(LISTED ENTRIES Opens)

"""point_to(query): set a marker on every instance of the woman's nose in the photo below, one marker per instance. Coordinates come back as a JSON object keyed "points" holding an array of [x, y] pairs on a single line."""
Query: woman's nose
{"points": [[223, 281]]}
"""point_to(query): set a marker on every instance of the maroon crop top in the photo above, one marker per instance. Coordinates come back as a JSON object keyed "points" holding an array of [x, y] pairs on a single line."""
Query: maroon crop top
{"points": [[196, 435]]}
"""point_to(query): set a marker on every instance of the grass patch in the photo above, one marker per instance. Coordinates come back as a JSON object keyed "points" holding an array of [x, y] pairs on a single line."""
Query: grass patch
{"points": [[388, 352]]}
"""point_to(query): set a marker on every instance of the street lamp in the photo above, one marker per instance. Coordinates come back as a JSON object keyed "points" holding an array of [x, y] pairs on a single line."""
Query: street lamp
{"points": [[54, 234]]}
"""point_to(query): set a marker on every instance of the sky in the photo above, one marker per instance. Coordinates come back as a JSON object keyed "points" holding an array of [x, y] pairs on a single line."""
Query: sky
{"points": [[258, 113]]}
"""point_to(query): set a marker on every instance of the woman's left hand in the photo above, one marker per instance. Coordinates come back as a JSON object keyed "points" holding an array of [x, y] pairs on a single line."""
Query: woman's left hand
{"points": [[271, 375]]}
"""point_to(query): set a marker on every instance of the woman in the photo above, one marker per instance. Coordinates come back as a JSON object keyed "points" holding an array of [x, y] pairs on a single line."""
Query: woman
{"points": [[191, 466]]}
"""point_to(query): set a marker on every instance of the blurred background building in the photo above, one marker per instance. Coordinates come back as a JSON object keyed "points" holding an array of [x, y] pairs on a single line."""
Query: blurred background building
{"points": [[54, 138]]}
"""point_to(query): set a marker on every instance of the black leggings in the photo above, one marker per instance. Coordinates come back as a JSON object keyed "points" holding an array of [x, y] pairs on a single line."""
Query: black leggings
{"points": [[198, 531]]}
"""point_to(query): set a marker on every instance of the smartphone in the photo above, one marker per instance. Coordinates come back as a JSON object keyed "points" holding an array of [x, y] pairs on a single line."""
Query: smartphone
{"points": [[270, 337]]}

(LISTED ENTRIES Closes)

**ACTION ITEM**:
Your task is to reproduce exactly the lines from the one with "the woman in" through the end of the listing. Both ends belong in the answer.

**SOLUTION FOR THIS PROBLEM**:
"""point_to(query): set a marker on every instance of the woman in the photo above, one marker per instance. Coordinates come back as a JSON object keyed "points" holding an array of [x, y] pairs on a single line."""
Query: woman
{"points": [[191, 466]]}
"""point_to(query): set a marker on every instance of the blurred background building in the photo above, one marker per instance. Coordinates come back as a JSON object keyed "points" holding an array of [x, y] pairs on a single line."""
Query: blurred background building
{"points": [[54, 138]]}
"""point_to(query): set a marker on every instance of the black leggings in the photo above, one marker per instance. Coordinates come back as a JSON object keyed "points" holding an array of [x, y] pairs on a single line."""
Query: black leggings
{"points": [[198, 531]]}
"""point_to(query): set a marker on every instance of the smartphone in the photo above, one marker per instance. Coordinates come back as a JSON object keyed "points" holding an array of [x, y] pairs on a single line."""
Query: smartphone
{"points": [[270, 337]]}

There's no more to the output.